● **Written task**
The required output consists solely of the lines from the line containing "the water reflection." through the end of the records, copied exactly.

● **Given information**

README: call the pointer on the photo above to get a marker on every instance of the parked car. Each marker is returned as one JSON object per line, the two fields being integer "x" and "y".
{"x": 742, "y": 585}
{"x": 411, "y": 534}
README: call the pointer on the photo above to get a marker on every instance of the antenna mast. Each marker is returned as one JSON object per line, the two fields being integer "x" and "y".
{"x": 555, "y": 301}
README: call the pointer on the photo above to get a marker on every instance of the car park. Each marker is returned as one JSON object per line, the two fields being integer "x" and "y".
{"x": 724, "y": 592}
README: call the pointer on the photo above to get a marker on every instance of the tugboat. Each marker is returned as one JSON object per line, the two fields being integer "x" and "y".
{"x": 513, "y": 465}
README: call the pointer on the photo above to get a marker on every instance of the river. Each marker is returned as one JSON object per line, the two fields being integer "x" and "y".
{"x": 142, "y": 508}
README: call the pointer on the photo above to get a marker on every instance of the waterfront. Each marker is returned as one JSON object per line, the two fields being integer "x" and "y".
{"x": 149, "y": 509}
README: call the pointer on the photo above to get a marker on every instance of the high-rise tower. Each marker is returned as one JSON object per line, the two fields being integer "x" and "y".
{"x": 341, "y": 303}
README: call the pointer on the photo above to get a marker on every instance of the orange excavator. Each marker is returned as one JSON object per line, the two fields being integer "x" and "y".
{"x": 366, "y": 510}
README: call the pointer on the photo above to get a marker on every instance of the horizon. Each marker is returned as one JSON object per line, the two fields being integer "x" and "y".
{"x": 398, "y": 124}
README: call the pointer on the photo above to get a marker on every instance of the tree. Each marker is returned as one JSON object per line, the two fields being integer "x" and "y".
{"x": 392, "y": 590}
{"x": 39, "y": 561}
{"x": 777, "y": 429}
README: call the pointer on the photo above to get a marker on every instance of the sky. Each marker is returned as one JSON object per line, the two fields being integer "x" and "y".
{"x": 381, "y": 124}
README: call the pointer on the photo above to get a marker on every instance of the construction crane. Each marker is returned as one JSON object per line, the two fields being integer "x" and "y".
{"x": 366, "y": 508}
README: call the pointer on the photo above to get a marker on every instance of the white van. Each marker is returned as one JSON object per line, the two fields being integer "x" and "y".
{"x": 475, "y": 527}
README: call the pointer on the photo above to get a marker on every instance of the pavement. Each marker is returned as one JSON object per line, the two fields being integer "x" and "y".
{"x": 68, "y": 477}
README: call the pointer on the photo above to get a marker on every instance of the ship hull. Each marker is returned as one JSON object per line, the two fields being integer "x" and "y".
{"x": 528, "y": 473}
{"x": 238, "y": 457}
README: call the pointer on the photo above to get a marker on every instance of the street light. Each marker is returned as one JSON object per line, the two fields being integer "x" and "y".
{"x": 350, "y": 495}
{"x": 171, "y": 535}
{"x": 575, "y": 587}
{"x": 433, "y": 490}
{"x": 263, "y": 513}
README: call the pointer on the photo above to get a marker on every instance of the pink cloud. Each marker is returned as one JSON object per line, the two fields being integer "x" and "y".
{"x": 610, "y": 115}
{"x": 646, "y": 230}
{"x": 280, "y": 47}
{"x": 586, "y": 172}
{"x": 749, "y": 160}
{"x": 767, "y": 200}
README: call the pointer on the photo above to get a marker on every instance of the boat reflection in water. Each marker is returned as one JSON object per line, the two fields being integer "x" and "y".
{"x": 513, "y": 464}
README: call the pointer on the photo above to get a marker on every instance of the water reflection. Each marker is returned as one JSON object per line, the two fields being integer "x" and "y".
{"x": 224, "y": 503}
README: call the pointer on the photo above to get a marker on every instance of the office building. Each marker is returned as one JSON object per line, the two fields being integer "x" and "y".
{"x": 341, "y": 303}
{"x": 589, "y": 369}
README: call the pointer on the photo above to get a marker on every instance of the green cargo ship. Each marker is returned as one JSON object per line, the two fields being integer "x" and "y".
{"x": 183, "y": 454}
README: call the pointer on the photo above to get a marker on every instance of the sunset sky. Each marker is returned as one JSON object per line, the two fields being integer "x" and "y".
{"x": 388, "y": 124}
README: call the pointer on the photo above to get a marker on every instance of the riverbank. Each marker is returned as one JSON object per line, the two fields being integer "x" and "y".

● **The solution**
README: call the pointer on the photo above to get a marker on every instance of the water reflection. Each marker is returned as one JSON object per line, the two fields being integer "x" and "y".
{"x": 224, "y": 503}
README: call the pointer on the photo above to get a marker on every instance of the office building. Each marker is returned as one JSON object per line, the two fields being integer "x" and "y".
{"x": 341, "y": 303}
{"x": 589, "y": 369}
README: call the pointer on the photo above to get a marker on every instance of the green cargo ship. Each marker is returned as one JSON object per line, the two fields being integer "x" and "y".
{"x": 183, "y": 454}
README: call the pointer on the photo above to get a marker on every instance of the sunset sky. Each marker is returned as one JSON object per line, the two fields being integer "x" and "y".
{"x": 388, "y": 124}
README: call the pointer on the photo above to get a marker on every instance of the riverbank. Each marker is returned as one JSON object per line, the two fields being integer "x" and "y".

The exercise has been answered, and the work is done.